EXTRACT
****************

CSBDeep / CSBDeep_website

40 stars 3 forks source link

Negative Array Size exception (Fiji/Windows x64) #6

Open msymeonides opened 6 years ago

msymeonides commented 6 years ago

I am trying to run 3D Denoising (Tribolium) in Fiji on Windows 10 x64. It works fine (actually works beautifully) on a small dataset (500 x 900 x 45, 16-bit, 39 MB), but fails on a much larger one (12900 x 2048 x 116, 16-bit, 5.7 GB) with the following error:

[Thu Jun 07 11:12:16 EDT 2018] [ERROR] [] Module threw exception
java.lang.NegativeArraySizeException
    at mpicbg.csbd.normalize.PercentileNormalizer.percentiles(PercentileNormalizer.java:113)
    at mpicbg.csbd.normalize.PercentileNormalizer.prepareNormalization(PercentileNormalizer.java:99)
    at mpicbg.csbd.commands.CSBDeepCommand.normalizeInput(CSBDeepCommand.java:303)
    at mpicbg.csbd.commands.CSBDeepCommand.runInternal(CSBDeepCommand.java:257)
    at mpicbg.csbd.commands.CSBDeepCommand.run(CSBDeepCommand.java:241)
    at mpicbg.csbd.commands.NetTribolium.run(NetTribolium.java:100)
    at org.scijava.command.CommandModule.run(CommandModule.java:199)
    at org.scijava.module.ModuleRunner.run(ModuleRunner.java:168)
    at org.scijava.module.ModuleRunner.call(ModuleRunner.java:127)
    at org.scijava.module.ModuleRunner.call(ModuleRunner.java:66)
    at org.scijava.thread.DefaultThreadService$3.call(DefaultThreadService.java:238)
    at java.util.concurrent.FutureTask.run(FutureTask.java:266)
    at java.util.concurrent.ThreadPoolExecutor.runWorker(ThreadPoolExecutor.java:1149)
    at java.util.concurrent.ThreadPoolExecutor$Worker.run(ThreadPoolExecutor.java:624)

****************

SOURCE EXCERPT
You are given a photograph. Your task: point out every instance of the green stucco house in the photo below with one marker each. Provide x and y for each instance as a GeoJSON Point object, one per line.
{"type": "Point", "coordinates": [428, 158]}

****************

EXERCISE REQUIREMENTS
**1)** Return the passage of the thread between "I am trying" and "at mpicbg.csbd.commands.NetTribolium.run(NetTribolium.java:100)", inclusive, copied without any change.
**2)** Give each distinct Java source file name that appears in the stack-trace lines of the thread beginning with "mpicbg.csbd".

FINAL ANSWERS
**1)**
I am trying to run 3D Denoising (Tribolium) in Fiji on Windows 10 x64. It works fine (actually works beautifully) on a small dataset (500 x 900 x 45, 16-bit, 39 MB), but fails on a much larger one (12900 x 2048 x 116, 16-bit, 5.7 GB) with the following error:

[Thu Jun 07 11:12:16 EDT 2018] [ERROR] [] Module threw exception
java.lang.NegativeArraySizeException
    at mpicbg.csbd.normalize.PercentileNormalizer.percentiles(PercentileNormalizer.java:113)
    at mpicbg.csbd.normalize.PercentileNormalizer.prepareNormalization(PercentileNormalizer.java:99)
    at mpicbg.csbd.commands.CSBDeepCommand.normalizeInput(CSBDeepCommand.java:303)
    at mpicbg.csbd.commands.CSBDeepCommand.runInternal(CSBDeepCommand.java:257)
    at mpicbg.csbd.commands.CSBDeepCommand.run(CSBDeepCommand.java:241)
    at mpicbg.csbd.commands.NetTribolium.run(NetTribolium.java:100)

**2)**
PercentileNormalizer.java
CSBDeepCommand.java
NetTribolium.java